**WHAT TO WORK ON:**
The data should be written out in full, exactly as it stands, and the pictures dropped.

**DATASET RECORDS:**
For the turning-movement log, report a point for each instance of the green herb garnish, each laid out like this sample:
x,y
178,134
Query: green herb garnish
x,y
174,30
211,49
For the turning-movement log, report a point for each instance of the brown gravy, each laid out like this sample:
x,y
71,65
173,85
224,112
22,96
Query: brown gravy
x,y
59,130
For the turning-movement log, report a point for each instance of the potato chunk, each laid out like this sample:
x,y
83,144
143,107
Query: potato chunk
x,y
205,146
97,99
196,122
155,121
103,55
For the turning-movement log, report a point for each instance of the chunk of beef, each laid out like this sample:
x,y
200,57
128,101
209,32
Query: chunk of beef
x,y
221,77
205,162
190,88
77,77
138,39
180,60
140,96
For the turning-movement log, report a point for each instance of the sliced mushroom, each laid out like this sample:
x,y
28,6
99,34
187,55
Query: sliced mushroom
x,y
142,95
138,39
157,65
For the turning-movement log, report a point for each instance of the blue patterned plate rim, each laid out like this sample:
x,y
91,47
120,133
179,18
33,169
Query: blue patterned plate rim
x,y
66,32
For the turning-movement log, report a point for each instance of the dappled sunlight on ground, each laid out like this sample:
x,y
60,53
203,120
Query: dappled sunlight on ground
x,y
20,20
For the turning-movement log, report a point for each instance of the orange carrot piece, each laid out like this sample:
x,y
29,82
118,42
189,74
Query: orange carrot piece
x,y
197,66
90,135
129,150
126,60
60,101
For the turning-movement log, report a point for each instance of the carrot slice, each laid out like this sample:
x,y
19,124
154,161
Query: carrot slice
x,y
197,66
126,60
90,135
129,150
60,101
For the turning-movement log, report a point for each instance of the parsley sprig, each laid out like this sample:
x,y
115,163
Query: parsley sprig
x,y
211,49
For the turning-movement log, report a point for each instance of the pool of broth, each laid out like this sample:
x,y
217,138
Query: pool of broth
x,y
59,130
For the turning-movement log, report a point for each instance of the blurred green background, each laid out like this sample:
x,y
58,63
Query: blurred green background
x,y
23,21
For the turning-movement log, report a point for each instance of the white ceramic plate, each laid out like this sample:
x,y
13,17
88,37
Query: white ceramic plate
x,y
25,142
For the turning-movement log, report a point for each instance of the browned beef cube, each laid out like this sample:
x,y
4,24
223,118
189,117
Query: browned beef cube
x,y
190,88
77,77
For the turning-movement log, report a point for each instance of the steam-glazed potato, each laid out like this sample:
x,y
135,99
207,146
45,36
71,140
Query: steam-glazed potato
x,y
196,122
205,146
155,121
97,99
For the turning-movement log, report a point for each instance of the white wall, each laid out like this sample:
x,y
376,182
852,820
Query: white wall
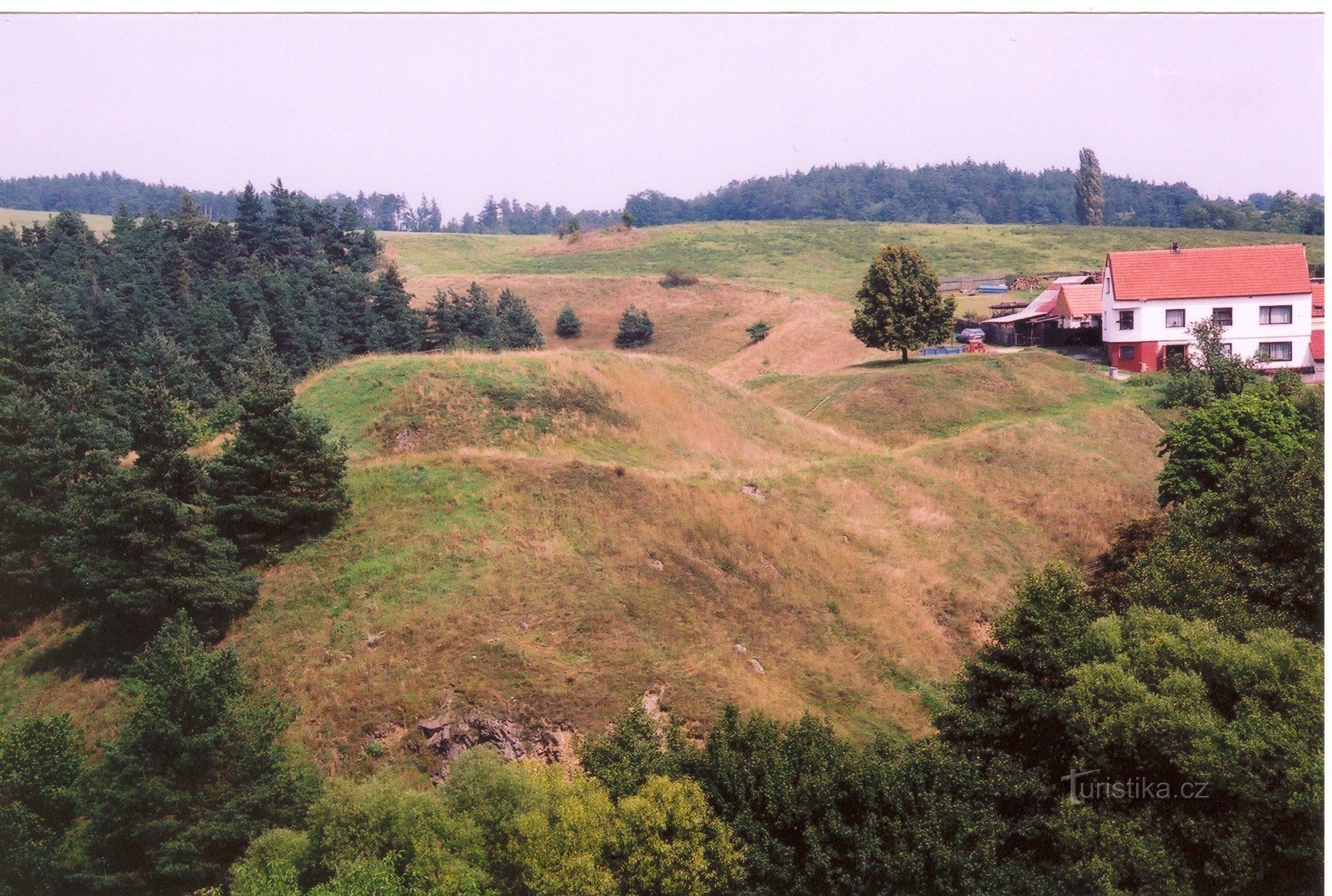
x,y
1244,334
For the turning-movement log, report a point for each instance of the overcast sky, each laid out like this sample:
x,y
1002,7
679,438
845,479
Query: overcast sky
x,y
586,110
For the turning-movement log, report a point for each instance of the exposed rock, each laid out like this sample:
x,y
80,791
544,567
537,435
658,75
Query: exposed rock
x,y
556,746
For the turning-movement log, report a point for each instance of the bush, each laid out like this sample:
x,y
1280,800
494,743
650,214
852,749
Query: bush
x,y
636,329
568,325
677,277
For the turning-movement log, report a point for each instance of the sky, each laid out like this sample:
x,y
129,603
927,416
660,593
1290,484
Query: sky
x,y
588,110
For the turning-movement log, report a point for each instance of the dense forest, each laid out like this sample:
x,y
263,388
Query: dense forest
x,y
107,192
1156,726
971,193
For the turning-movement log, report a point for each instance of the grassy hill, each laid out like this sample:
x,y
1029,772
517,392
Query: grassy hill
x,y
549,534
817,256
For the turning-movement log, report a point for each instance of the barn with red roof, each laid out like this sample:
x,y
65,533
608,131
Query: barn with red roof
x,y
1261,295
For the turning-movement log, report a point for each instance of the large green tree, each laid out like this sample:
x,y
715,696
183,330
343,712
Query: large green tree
x,y
195,773
899,304
141,547
41,764
279,481
1090,198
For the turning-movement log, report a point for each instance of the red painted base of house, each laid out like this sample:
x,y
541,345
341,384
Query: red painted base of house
x,y
1145,356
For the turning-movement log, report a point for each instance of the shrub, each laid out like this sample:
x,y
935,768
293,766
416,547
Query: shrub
x,y
677,277
636,329
568,325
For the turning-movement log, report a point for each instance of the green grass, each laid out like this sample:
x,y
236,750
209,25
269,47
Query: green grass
x,y
20,219
821,256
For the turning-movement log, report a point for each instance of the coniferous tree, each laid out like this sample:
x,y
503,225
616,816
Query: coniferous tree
x,y
519,328
568,325
192,778
467,319
41,764
279,483
140,546
1090,198
395,325
55,428
250,226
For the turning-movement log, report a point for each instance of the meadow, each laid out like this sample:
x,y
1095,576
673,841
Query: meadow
x,y
548,535
818,256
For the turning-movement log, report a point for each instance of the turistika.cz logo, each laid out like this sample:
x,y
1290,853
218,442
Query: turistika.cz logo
x,y
1130,789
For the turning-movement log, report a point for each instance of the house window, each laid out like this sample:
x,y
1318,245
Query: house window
x,y
1273,314
1275,350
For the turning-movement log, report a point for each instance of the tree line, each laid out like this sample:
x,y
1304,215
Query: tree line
x,y
1154,727
107,192
973,193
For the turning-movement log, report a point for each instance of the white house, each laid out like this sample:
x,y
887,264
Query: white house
x,y
1261,295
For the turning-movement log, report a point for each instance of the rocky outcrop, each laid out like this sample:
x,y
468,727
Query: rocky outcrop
x,y
450,735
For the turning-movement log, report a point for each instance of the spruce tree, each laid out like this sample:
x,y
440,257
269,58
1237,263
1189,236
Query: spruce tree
x,y
395,325
192,778
519,328
279,481
140,547
1090,200
55,429
568,325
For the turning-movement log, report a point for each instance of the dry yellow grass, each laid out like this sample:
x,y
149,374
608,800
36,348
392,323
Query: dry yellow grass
x,y
704,324
566,530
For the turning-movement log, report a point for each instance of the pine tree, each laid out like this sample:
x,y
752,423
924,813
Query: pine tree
x,y
568,325
519,328
899,304
636,329
55,428
279,481
140,546
192,778
395,325
250,220
1090,200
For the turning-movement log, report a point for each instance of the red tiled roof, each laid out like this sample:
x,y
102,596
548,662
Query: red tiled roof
x,y
1209,273
1079,300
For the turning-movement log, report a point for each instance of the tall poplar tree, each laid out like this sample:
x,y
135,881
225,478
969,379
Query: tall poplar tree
x,y
1090,198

**SOLUTION BELOW:**
For the turning-movement log, report a point for each instance of the green herb garnish, each laid out like this sample:
x,y
178,134
Query: green herb garnish
x,y
174,30
211,49
For the turning-movement log, report a point for each instance of the brown gravy, each laid out like this sample:
x,y
71,65
173,85
224,112
22,96
Query: brown gravy
x,y
59,130
For the turning-movement log, report a point for each instance of the potato chunk, each laid out like this sample:
x,y
83,144
143,107
Query: potato chunk
x,y
205,146
97,99
196,122
155,121
103,55
For the turning-movement log, report a point for each instance of the chunk of beef, each laid out like this sample:
x,y
200,57
128,101
209,32
Query: chunk of beef
x,y
221,77
205,162
190,88
77,77
138,39
180,60
140,96
For the turning-movement log, report a point for each instance of the sliced mushroom, each laid out like this sample:
x,y
28,6
99,34
187,55
Query: sliced mushroom
x,y
142,95
138,39
157,65
For the turning-movement log, report a point for each instance of the blue patterned plate rim, each laid out like this sample:
x,y
91,47
120,133
179,18
33,169
Query: blue patterned plate rim
x,y
66,32
For the turning-movement log, report a point for each instance of the dappled sunlight on ground, each laid out like this sample:
x,y
60,53
203,120
Query: dappled sunlight on ground
x,y
20,20
For the turning-movement log, report a point for each instance of the orange carrot piece, each laid out like this sample:
x,y
29,82
118,42
189,74
Query: orange carrot piece
x,y
197,66
90,135
129,150
126,60
60,101
For the turning-movement log, report a point for each instance of the carrot slice, each laid out like this sample:
x,y
19,124
154,161
Query: carrot slice
x,y
197,66
126,60
90,135
129,150
60,101
For the turning-movement log, report a point for each instance of the parsley sprig, each laid out like this sample:
x,y
115,163
Query: parsley sprig
x,y
211,49
For the turning-movement log, report a point for each instance of the pool of broth, each laid out like this sample:
x,y
217,138
Query: pool of broth
x,y
59,130
For the turning-movement log, report a point for each instance of the blurred green background, each laid out like this sample:
x,y
58,63
Query: blurred green background
x,y
23,21
For the turning-movement log, report a point for each instance of the white ceramic plate, each laid out like this sample:
x,y
13,17
88,37
Query: white ceramic plate
x,y
25,142
For the turning-movement log, report a point for each instance of the browned beef cube, each laid out like this sample:
x,y
4,24
223,118
189,117
Query: browned beef cube
x,y
190,88
77,77
For the turning-movement log, report a point for each instance of the steam-glazed potato, each laid out like this sample:
x,y
135,99
207,146
45,36
71,140
Query: steam-glazed potato
x,y
196,122
205,146
155,121
97,99
For the turning-movement log, report a point for each instance of the white wall, each laid out like this sample:
x,y
376,182
852,820
Query: white wall
x,y
1244,334
For the turning-movement log, report a point for each instance of the overcast sky, each laid out like this sample:
x,y
1002,7
679,438
845,479
Query: overcast sky
x,y
586,110
For the turning-movement log, report a point for each instance of the exposed rock, each laid out like this sample:
x,y
80,791
544,567
537,435
658,75
Query: exposed rock
x,y
556,746
For the turning-movement log, report a point for each instance of the bush, each laid out like this sample:
x,y
1280,800
494,743
650,214
852,749
Query: bush
x,y
636,329
568,325
677,277
For the turning-movement log, report a point for each instance of the sky, each laid out like this sample:
x,y
129,603
927,416
660,593
1290,484
Query: sky
x,y
588,110
For the turning-movement log, report a point for each instance of the dense forest, each laid out like this sample:
x,y
263,388
Query: dense forest
x,y
107,192
1156,726
971,193
For the turning-movement log, report a point for each instance of the grassy hill, each laid out like this sample:
x,y
1029,772
517,392
Query: grassy hill
x,y
549,534
817,256
For the turning-movement log, report a point for each instance of the barn with red roof, each laid out like this sample:
x,y
65,533
608,131
Query: barn with red roof
x,y
1261,295
For the turning-movement log, report a point for each instance of the large green tree, each laid out like this sample:
x,y
715,696
183,330
343,712
Query: large green tree
x,y
195,773
899,304
141,547
41,764
279,481
1090,198
For the turning-movement log, report a point for each instance of the red painted base of house, each laid out like this sample:
x,y
541,345
341,384
Query: red painted base of house
x,y
1145,356
For the turning-movement log, report a point for each instance of the shrub, each laid out like this sample:
x,y
935,768
293,766
416,547
Query: shrub
x,y
677,277
636,329
568,325
For the turning-movement log, report a point for each instance of the green grass, each laid out like this sample:
x,y
236,750
209,25
269,47
Query: green grass
x,y
20,219
821,256
For the turning-movement log, report a point for each instance of the coniferous tree, each laid out like this sample:
x,y
503,225
616,816
Query: coniferous tree
x,y
519,328
568,325
192,778
467,319
41,764
279,483
140,546
1090,198
395,325
55,428
250,226
For the turning-movement log, report a point for each instance of the meadow, each laid out like this sample:
x,y
1095,576
673,841
Query: meadow
x,y
548,535
818,256
For the turning-movement log, report a point for each instance of the turistika.cz logo, each laid out like this sample:
x,y
1290,853
218,442
Query: turistika.cz logo
x,y
1130,789
For the turning-movement log, report a point for each instance of the house window, each laid out like this sample:
x,y
1318,245
Query: house window
x,y
1273,314
1275,350
For the turning-movement log, report a point for each instance of the tree line, each laid out like this sample:
x,y
1304,215
Query: tree line
x,y
1154,727
107,192
973,193
For the turning-movement log, report a point for each instance of the white house, each laid out like this sample:
x,y
887,264
Query: white house
x,y
1261,295
For the turning-movement log, report a point for each instance of the rocky outcrop, each laid out like this sample:
x,y
468,727
Query: rocky outcrop
x,y
450,735
For the turning-movement log, report a point for each instance of the spruce tree, each laid out like this sample:
x,y
440,257
269,58
1237,263
1189,236
Query: spruce tree
x,y
395,325
192,778
519,328
279,481
140,547
1090,200
55,429
568,325
For the turning-movement log, report a point for each instance of the dry yellow grass, each laid out like this sample:
x,y
149,374
608,800
36,348
392,323
Query: dry yellow grass
x,y
704,324
566,530
For the turning-movement log, report a point for each instance of the pine tree, each laid out like this sample:
x,y
752,423
924,813
Query: pine tree
x,y
568,325
519,328
899,304
636,329
55,428
279,481
140,546
192,778
395,325
250,220
1090,200
For the turning-movement log, report a point for each instance of the red tiled roof, each laid out like this sample:
x,y
102,596
548,662
Query: red tiled roof
x,y
1209,273
1079,300
For the turning-movement log, report a point for each instance of the tall poplar tree, each laid out like this sample:
x,y
135,881
225,478
969,379
Query: tall poplar tree
x,y
1090,198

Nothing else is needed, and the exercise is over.